▶ _Given task_
Find each line of the data below that contains the word "sign" and copy those lines out. Matching is case-sensitive.

▶ _Entries supplied_
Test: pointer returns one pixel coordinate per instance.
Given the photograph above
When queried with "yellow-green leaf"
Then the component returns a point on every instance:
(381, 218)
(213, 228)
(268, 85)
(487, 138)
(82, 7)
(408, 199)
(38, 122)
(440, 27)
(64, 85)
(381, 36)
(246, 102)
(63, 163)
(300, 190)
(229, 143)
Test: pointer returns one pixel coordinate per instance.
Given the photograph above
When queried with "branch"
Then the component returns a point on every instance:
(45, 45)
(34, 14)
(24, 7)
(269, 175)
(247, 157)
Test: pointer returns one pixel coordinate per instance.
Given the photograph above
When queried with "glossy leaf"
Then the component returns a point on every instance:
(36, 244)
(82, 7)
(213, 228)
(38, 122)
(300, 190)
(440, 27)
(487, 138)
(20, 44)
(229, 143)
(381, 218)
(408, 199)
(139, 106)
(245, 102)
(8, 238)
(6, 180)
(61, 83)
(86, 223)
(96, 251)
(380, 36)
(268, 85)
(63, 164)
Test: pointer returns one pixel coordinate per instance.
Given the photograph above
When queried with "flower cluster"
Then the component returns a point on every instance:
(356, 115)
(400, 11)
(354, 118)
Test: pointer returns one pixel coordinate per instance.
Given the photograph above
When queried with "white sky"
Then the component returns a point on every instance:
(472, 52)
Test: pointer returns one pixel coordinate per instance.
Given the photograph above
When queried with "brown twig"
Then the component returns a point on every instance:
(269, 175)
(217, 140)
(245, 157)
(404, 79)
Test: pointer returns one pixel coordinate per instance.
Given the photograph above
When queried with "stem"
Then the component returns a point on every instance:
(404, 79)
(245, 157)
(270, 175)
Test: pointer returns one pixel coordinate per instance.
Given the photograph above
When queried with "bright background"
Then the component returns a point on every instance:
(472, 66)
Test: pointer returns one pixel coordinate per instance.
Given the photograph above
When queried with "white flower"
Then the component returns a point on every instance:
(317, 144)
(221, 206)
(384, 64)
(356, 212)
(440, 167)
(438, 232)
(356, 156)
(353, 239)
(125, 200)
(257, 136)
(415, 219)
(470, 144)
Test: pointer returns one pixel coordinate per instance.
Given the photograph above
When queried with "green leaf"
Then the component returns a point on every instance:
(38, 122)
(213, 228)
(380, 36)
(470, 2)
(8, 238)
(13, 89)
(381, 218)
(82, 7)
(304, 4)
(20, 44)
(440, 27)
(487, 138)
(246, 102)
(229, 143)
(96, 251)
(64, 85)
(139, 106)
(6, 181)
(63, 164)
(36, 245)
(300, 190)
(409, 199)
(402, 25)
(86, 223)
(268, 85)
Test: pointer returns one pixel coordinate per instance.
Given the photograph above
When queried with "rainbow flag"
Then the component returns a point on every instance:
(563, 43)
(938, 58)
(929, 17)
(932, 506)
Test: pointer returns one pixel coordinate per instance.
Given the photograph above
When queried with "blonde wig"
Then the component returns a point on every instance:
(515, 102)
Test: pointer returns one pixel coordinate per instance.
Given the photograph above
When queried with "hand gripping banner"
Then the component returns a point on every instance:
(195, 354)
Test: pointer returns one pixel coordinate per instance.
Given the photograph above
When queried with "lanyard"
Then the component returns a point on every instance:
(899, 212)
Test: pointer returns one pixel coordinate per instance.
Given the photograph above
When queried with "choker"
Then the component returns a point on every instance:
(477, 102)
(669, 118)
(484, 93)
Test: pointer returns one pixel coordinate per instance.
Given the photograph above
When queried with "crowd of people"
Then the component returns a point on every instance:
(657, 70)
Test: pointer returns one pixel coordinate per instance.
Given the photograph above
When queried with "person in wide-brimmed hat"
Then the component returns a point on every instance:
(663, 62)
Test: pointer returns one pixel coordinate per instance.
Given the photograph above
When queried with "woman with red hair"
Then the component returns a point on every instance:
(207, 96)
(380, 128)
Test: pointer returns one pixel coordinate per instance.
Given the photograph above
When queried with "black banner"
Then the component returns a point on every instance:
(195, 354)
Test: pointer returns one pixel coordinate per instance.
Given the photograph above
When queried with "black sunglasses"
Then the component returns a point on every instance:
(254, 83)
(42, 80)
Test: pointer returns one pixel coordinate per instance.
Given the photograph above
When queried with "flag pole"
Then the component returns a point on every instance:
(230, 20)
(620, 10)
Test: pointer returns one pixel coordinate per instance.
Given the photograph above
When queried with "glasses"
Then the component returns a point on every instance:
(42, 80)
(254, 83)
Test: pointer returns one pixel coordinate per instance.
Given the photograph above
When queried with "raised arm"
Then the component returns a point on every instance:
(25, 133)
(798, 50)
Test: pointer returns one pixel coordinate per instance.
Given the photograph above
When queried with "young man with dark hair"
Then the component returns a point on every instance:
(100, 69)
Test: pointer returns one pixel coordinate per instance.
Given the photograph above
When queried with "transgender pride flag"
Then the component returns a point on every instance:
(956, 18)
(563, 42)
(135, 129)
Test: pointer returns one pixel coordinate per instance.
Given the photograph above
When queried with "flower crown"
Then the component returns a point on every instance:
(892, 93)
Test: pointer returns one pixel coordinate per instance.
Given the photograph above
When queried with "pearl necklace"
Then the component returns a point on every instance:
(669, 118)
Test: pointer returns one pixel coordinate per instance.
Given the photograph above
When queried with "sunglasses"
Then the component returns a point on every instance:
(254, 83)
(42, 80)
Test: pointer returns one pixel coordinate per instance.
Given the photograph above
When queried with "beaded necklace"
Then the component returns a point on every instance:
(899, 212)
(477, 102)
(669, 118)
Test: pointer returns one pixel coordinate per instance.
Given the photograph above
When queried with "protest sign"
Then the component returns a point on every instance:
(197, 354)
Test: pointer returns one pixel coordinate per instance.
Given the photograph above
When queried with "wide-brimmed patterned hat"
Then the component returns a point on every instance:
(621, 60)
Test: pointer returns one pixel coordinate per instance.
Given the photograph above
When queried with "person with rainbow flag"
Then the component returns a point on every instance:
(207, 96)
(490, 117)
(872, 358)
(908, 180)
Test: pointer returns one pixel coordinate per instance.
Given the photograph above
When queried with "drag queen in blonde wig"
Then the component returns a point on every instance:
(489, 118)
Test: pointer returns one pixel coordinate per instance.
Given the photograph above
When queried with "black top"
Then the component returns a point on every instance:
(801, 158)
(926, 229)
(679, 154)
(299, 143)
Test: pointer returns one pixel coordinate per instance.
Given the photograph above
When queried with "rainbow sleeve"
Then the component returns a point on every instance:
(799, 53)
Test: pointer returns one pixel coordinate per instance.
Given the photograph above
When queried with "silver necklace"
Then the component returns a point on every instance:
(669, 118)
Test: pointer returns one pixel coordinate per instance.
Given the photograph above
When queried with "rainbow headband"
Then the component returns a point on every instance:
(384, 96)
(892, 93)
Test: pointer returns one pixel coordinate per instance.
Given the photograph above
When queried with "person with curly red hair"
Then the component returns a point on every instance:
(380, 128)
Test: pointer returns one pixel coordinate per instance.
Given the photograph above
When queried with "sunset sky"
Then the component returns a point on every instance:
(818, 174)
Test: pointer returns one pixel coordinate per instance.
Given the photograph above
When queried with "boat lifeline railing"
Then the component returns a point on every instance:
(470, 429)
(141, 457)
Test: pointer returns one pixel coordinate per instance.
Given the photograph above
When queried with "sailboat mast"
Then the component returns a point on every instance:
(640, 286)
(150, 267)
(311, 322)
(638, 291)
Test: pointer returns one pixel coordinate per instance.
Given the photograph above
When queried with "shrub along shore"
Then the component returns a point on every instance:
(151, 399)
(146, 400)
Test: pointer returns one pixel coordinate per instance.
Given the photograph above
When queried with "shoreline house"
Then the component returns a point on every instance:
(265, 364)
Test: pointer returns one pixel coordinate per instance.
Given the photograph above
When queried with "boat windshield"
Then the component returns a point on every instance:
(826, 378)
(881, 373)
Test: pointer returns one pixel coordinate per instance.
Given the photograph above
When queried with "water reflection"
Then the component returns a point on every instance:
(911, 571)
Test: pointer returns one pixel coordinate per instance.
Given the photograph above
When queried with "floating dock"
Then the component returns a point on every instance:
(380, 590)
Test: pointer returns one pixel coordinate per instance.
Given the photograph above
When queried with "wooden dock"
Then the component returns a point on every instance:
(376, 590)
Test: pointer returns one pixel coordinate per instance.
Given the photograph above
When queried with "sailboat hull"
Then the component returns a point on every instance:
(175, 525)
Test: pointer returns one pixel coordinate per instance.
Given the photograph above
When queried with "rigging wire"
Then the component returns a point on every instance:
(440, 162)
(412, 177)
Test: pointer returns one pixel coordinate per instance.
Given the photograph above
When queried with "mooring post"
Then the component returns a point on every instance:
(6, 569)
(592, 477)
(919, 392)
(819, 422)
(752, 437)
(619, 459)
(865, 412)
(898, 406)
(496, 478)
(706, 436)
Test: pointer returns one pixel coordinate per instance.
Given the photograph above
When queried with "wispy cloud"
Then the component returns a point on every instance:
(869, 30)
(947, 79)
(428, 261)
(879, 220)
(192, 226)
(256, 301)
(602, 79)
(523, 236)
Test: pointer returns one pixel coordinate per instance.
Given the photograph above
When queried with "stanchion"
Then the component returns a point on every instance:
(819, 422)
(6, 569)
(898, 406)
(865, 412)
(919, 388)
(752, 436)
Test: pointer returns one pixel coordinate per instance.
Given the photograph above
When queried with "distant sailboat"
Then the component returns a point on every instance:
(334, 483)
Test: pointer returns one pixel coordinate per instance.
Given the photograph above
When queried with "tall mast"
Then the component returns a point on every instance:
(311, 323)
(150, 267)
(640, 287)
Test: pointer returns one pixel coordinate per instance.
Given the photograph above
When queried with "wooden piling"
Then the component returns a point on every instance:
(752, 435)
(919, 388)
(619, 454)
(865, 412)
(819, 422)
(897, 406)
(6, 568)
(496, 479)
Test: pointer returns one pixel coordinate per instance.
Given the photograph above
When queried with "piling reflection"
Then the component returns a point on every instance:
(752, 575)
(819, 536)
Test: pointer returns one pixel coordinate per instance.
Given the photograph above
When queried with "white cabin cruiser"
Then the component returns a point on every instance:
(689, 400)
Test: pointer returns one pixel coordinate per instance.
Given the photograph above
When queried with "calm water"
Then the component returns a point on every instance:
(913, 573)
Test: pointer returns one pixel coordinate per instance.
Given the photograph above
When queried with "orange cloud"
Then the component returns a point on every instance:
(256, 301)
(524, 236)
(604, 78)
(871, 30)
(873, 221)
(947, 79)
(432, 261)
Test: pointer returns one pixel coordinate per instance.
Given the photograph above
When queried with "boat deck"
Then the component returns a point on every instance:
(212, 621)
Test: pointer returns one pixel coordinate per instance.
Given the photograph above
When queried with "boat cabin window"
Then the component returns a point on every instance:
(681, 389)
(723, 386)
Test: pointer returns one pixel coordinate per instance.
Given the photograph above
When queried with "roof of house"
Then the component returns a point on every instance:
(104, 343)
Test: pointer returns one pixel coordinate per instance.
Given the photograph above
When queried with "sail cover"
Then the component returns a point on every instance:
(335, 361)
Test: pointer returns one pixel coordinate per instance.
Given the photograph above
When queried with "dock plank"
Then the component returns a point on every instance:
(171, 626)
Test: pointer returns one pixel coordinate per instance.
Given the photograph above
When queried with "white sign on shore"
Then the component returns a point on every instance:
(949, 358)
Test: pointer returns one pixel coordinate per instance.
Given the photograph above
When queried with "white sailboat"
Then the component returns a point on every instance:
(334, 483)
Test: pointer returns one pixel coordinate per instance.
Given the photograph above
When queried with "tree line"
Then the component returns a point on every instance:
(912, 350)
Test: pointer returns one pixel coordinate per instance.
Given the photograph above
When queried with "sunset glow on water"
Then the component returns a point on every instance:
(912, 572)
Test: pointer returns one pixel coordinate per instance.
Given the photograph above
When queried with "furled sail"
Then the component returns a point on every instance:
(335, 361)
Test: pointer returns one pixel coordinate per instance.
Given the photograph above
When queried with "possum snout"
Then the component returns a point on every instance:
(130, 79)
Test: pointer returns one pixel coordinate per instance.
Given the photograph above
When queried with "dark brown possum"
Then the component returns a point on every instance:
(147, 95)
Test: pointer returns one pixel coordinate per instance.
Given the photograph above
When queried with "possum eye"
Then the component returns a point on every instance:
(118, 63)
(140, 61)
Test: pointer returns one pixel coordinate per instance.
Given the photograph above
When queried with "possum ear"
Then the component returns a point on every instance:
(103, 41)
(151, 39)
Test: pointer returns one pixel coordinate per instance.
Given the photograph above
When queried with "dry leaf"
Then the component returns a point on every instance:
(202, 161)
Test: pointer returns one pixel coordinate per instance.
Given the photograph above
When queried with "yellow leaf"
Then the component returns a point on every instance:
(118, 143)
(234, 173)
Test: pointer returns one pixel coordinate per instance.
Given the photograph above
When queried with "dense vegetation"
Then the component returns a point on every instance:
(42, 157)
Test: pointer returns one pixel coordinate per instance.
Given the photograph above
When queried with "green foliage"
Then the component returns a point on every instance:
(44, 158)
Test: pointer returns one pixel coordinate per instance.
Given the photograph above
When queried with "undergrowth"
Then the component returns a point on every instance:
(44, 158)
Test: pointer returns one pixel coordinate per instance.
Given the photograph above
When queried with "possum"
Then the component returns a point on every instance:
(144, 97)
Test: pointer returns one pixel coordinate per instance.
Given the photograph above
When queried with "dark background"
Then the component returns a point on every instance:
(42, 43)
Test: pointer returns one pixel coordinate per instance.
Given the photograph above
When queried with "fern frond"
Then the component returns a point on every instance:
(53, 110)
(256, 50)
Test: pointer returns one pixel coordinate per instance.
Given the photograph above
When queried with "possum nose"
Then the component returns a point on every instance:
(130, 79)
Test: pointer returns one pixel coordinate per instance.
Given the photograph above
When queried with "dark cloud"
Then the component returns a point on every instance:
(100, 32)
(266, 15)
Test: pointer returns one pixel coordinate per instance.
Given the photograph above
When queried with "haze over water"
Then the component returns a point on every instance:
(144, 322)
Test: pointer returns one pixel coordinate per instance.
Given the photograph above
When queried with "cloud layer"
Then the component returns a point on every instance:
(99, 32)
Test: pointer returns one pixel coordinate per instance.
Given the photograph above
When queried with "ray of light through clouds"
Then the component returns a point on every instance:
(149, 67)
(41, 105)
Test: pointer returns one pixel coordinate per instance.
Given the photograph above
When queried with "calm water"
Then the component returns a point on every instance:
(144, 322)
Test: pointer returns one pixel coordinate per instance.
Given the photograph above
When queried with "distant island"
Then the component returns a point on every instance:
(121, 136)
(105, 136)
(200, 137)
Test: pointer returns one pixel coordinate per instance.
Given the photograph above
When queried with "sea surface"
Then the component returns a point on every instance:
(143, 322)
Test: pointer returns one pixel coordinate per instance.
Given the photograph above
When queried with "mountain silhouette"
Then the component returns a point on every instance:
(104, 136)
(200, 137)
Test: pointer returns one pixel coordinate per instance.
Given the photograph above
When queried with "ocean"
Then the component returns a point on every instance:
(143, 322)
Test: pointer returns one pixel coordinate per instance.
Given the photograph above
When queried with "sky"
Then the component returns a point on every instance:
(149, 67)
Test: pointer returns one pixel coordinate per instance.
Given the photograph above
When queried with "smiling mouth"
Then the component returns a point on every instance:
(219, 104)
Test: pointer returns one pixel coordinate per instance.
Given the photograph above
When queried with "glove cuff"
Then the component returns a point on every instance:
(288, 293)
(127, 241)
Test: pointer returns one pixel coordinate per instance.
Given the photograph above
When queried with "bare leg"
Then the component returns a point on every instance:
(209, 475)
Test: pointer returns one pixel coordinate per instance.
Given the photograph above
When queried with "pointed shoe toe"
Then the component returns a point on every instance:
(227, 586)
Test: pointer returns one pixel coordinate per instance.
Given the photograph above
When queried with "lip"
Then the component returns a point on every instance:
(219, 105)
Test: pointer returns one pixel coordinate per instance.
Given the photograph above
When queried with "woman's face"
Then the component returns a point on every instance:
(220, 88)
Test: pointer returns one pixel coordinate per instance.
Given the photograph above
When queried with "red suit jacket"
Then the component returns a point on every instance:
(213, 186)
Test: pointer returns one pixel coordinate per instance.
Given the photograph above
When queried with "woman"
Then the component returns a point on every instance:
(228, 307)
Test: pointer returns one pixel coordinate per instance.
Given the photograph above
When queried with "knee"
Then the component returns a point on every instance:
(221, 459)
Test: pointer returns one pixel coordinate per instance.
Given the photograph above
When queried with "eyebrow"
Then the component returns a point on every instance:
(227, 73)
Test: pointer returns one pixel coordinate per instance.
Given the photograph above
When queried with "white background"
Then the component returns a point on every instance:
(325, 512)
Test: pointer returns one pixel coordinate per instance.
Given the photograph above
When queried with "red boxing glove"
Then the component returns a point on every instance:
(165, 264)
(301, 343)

▶ _Task response_
When queried with "protest sign"
When queried with "white sign on shore"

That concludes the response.